TASK INSTRUCTIONS —
Output the material beneath this task exactly, images excluded.

DATA IN THIS EXERCISE —
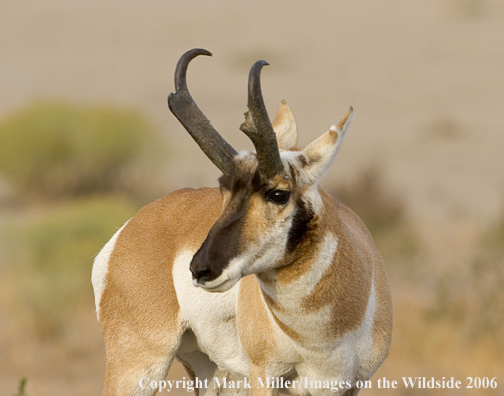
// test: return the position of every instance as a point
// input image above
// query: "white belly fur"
(211, 316)
(100, 268)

COMPLETE OUTPUT —
// test: return the position of every instance as a point
// input image above
// query: "white belly fur"
(211, 316)
(100, 268)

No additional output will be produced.